After all the morning sickness, mood swings, food cravings, heavy belly, and loads of medicines finally arrives the time to deliver the little one inside you. On completing nine months of the roller coaster ride you finally decide if you wish to have a vaginal birth or a C-section, or better to say your doctor decides based on your medical condition. The two delivery methods are the two sides of the coin which carry their own pros and cons.
Entering the last month of your pregnancy you must discuss labor options with your doctor. You will hear all kinds of information from the people around you and undoubtedly you also must have stockpiled way too much information over which delivery option to take. The best option will be to feel comfortable with the decision you take for yourself.
As the stats say, one-third of the deliveries are C-section today. While some are planned or elective, others are done after labor or emergency. It is the surgical method of getting your baby out. After making you unconscious, the doctor will make a horizontal incision just above your pubic hairline.
Once the uterus is exposed, there will be the second incision in the lower half of the uterus and hence the baby will be pulled out. Following this, the surgeon will stitch the uterus up and it’s done. It doesn’t hurt because you be given anesthesia and moreover, the mother will be numb down there but awake and aware. The mother will feel slight pressure during the procedure but not necessarily.
Vagina or Normal Birth
The traditional method that’s been followed since the times of Adam and Eve, is the Vaginal birth. As the water breaks, uterus muscles start to contract in order to push the baby outside. During labor, the mother’s cervix dilates opening enough to accommodate the baby’s head and shoulders. The contractions surely hurt the mother but if the baby is turned upside down, that hurts the lower back the most. It also means pushing harder and for a longer duration.
Recovery time of the two
After delivering the baby, a mother’s body needs time to get back to its normal being. A normal delivery mother recovers faster than the C-section one. Normal delivery means you are up and about the next day of the delivery. But in the case of C-section, a mother’s body takes time to recover from the surgery. Also, there is a long duration of pain at the incision site in the surgery.
Stitches take time to dissolve in this case and there might be difficulty in sitting and walking in the initial days. Postpartum complication also includes vaginal bleeding, cramping, soreness, swelling and more. It can be a tough task handling your newborn and parallel recovering from the surgery.
The complication in Vaginal delivery
A very common complication of normal delivery is tearing of the vaginal skin while passing the baby’s head through it. It is called an episiotomy. Sometimes an episiotomy is made with a scalpel to widen the vaginal opening and avoid significant tearing. It makes easy for the baby to come out. It’s an old school method and almost everyone gets one. With a couple of stitches and some time, episiotomy cut heals well.
Pros of C-section
- Convenient and can be scheduled well in advance.
- Lesser or no danger to the mother or the baby. They are safer than normal delivery.
Cons of C-section
- Long hospital stay
- Pain at the incision site
- Weakens abdominal muscles
- Increased blood loss or blood clots
- Longer recovery
- Increased risk of stillbirths
Pros of Vaginal delivery
- Short hospital stay
- Quick recovery
- Immediate contact between mother and baby
- Quicker initiation of breastfeeding
Cons of Vaginal delivery
- Effortful delivery. Might take some time
- Vaginal stretching or tearing
- A complication of bowel or urinary incontinence
Precisely, there cannot be any comparison between the two because of barring complications, neither is better. There are pros and cons attached to both the procedures but clearly, C-section carries more inherent risks than normal delivery. Whether your baby will be a Vaginal born or surgical, it all depends on the complication equation.

Work order A: According to the article on delivery methods, why is an episiotomy sometimes made with a scalpel? Answer in one to three sentences.
Work order B: Repeat everything from "After all the" down to "take for yourself." in the article on delivery methods.
The records that come next are separate material and are not part of the article on delivery methods.

Segmentation mask data:
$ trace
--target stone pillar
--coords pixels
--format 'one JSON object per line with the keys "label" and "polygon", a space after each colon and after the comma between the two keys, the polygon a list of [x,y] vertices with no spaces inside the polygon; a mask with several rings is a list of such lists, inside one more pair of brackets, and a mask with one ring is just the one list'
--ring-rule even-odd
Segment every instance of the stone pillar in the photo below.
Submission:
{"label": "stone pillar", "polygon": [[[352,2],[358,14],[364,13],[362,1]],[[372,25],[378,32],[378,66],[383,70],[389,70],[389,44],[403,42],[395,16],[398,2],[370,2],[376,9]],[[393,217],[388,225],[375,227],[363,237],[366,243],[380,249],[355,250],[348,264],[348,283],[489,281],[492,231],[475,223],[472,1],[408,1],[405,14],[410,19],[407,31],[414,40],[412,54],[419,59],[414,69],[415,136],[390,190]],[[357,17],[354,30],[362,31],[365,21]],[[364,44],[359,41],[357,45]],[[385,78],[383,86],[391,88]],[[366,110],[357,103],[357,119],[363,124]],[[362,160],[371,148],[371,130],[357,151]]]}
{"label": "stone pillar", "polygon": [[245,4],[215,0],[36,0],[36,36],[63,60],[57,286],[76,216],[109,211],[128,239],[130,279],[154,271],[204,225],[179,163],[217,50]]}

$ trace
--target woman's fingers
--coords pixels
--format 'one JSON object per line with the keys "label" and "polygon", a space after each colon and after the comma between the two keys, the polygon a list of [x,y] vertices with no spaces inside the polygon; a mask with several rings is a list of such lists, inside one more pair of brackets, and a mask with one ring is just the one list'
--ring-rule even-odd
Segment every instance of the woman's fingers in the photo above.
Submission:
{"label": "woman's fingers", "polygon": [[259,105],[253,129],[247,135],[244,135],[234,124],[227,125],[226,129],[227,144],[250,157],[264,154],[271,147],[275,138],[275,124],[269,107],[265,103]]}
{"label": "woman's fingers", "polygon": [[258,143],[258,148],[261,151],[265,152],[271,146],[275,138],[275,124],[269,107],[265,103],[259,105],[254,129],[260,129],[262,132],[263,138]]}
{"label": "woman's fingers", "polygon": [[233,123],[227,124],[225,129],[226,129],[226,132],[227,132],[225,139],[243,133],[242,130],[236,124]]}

Written response A: An episiotomy is sometimes made with a scalpel to widen the vaginal opening and avoid significant tearing. This makes it easier for the baby to come out.

Written response B:
After all the morning sickness, mood swings, food cravings, heavy belly, and loads of medicines finally arrives the time to deliver the little one inside you. On completing nine months of the roller coaster ride you finally decide if you wish to have a vaginal birth or a C-section, or better to say your doctor decides based on your medical condition. The two delivery methods are the two sides of the coin which carry their own pros and cons.
Entering the last month of your pregnancy you must discuss labor options with your doctor. You will hear all kinds of information from the people around you and undoubtedly you also must have stockpiled way too much information over which delivery option to take. The best option will be to feel comfortable with the decision you take for yourself.